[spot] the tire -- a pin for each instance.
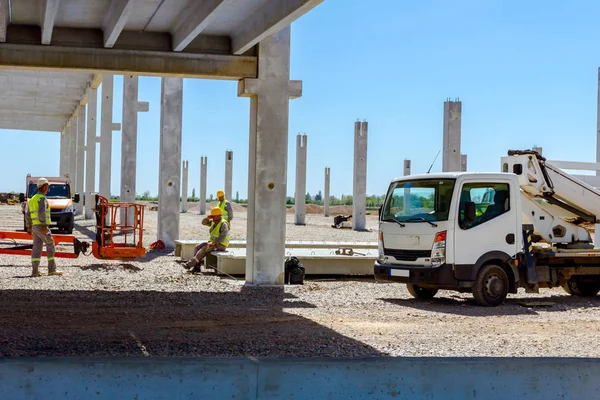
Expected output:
(491, 286)
(419, 292)
(579, 287)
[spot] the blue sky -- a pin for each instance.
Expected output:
(526, 72)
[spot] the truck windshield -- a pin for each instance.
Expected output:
(418, 200)
(55, 191)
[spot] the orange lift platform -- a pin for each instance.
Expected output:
(119, 234)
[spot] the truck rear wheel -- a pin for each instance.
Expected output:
(491, 286)
(419, 292)
(577, 286)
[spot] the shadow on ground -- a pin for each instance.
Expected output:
(248, 322)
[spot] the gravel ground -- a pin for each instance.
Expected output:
(154, 307)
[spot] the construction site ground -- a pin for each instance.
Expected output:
(154, 307)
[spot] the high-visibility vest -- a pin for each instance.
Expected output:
(34, 205)
(215, 232)
(224, 213)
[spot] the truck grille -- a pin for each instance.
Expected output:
(407, 255)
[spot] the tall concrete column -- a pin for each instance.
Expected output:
(80, 175)
(184, 182)
(300, 201)
(107, 126)
(359, 192)
(452, 133)
(228, 174)
(131, 107)
(326, 194)
(90, 153)
(171, 101)
(267, 161)
(203, 171)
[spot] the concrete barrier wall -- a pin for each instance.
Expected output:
(298, 379)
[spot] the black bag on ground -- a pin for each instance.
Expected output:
(293, 271)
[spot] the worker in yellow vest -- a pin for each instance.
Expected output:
(219, 239)
(38, 222)
(225, 206)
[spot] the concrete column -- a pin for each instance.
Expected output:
(300, 201)
(203, 171)
(107, 126)
(267, 161)
(407, 171)
(131, 107)
(326, 192)
(80, 174)
(228, 174)
(90, 153)
(171, 100)
(452, 133)
(184, 182)
(359, 192)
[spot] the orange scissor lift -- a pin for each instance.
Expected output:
(115, 238)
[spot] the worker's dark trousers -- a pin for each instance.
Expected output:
(39, 240)
(201, 251)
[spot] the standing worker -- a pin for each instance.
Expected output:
(38, 221)
(225, 206)
(219, 239)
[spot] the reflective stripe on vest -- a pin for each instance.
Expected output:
(224, 213)
(215, 231)
(34, 206)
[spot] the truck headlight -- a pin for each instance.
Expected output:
(438, 251)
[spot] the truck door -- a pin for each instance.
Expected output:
(495, 226)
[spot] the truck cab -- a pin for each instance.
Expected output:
(60, 199)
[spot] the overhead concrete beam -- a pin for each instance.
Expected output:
(148, 63)
(268, 20)
(115, 20)
(49, 10)
(195, 20)
(4, 19)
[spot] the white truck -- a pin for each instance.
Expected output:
(491, 233)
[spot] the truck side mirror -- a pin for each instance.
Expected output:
(470, 212)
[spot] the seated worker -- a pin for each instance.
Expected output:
(225, 206)
(219, 239)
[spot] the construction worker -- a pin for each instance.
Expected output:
(219, 239)
(225, 206)
(38, 220)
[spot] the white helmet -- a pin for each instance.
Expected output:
(42, 182)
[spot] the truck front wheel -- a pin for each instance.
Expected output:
(577, 286)
(491, 286)
(419, 292)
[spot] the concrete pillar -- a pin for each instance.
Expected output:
(300, 200)
(326, 195)
(228, 174)
(80, 174)
(171, 100)
(90, 153)
(203, 171)
(184, 182)
(452, 133)
(268, 156)
(107, 126)
(359, 191)
(131, 107)
(407, 171)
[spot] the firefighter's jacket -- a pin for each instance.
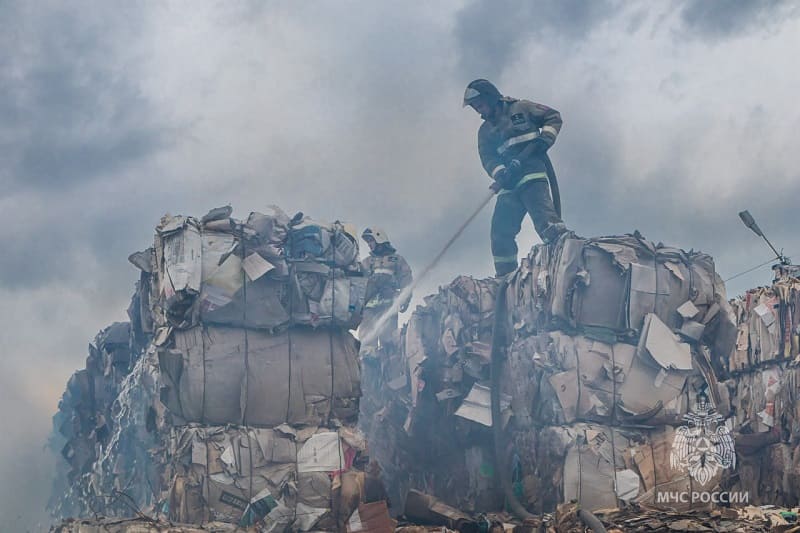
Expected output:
(388, 275)
(514, 125)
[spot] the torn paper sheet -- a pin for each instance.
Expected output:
(477, 406)
(256, 266)
(321, 453)
(659, 341)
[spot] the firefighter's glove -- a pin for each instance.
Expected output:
(540, 146)
(508, 180)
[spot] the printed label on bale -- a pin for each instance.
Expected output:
(233, 500)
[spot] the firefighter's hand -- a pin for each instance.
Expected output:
(513, 168)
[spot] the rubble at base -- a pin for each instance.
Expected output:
(234, 399)
(614, 342)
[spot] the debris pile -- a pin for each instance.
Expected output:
(242, 406)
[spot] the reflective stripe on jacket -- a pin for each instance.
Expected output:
(516, 123)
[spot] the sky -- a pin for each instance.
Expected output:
(677, 115)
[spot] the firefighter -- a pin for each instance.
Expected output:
(388, 275)
(512, 143)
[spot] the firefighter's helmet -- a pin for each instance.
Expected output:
(481, 90)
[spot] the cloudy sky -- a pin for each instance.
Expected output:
(677, 116)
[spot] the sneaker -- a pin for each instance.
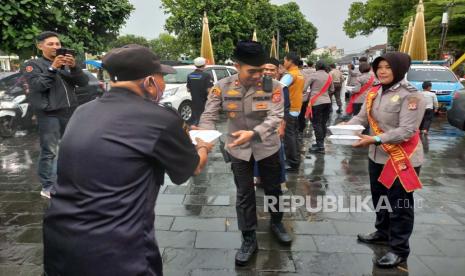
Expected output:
(45, 193)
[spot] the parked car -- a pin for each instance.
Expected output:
(444, 81)
(14, 98)
(456, 114)
(176, 94)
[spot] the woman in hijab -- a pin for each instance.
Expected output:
(393, 110)
(363, 83)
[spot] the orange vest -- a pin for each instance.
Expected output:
(296, 88)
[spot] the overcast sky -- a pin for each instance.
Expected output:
(328, 16)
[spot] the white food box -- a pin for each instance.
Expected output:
(344, 139)
(346, 129)
(208, 136)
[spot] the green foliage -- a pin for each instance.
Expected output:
(364, 18)
(234, 20)
(83, 25)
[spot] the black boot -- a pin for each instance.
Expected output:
(277, 228)
(248, 248)
(317, 148)
(390, 260)
(374, 238)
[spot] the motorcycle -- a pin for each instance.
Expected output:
(14, 111)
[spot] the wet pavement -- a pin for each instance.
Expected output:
(196, 224)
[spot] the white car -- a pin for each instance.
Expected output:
(176, 94)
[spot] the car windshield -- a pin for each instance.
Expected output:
(430, 74)
(179, 77)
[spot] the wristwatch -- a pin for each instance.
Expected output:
(51, 69)
(377, 140)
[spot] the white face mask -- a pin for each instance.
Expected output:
(154, 96)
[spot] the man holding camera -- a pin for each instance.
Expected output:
(254, 106)
(52, 80)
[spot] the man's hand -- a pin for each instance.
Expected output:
(70, 61)
(365, 141)
(243, 136)
(59, 61)
(194, 127)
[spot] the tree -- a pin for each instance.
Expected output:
(129, 39)
(326, 57)
(295, 29)
(83, 25)
(234, 20)
(364, 18)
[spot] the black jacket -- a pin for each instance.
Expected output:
(112, 161)
(51, 91)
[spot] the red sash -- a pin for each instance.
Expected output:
(308, 112)
(398, 165)
(354, 97)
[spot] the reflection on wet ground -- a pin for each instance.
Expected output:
(197, 227)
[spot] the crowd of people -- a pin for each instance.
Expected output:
(114, 151)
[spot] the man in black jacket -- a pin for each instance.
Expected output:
(52, 81)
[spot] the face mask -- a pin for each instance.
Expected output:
(151, 90)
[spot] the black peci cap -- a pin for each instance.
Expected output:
(250, 53)
(133, 62)
(273, 61)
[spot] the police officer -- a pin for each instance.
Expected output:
(199, 83)
(294, 82)
(338, 80)
(393, 111)
(112, 161)
(255, 111)
(52, 81)
(320, 103)
(361, 86)
(306, 72)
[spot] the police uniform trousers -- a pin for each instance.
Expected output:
(302, 119)
(270, 173)
(337, 94)
(397, 225)
(291, 141)
(319, 120)
(356, 108)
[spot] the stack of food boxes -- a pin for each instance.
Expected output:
(345, 134)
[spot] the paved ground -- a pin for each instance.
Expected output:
(197, 228)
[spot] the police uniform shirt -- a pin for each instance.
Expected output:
(112, 161)
(247, 109)
(198, 83)
(398, 111)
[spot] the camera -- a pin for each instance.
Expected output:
(65, 51)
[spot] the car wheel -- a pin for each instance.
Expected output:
(185, 110)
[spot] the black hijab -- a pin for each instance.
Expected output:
(399, 62)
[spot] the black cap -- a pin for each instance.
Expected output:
(133, 62)
(273, 61)
(250, 53)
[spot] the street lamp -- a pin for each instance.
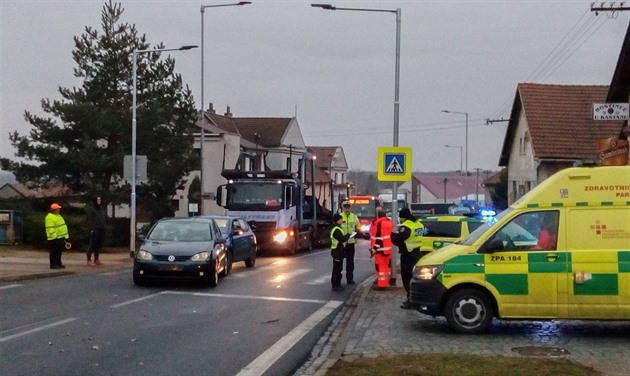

■ ■ ■ ■ ■

Can you find every line in the listing above that contains the word "uniform" and copy each one out? Count only matches with the same capitalization.

■ **REPLY**
[spot] the police uniform trousers -- a pin for each instance.
[spot] the police uniform shirt -- a pin for each instance.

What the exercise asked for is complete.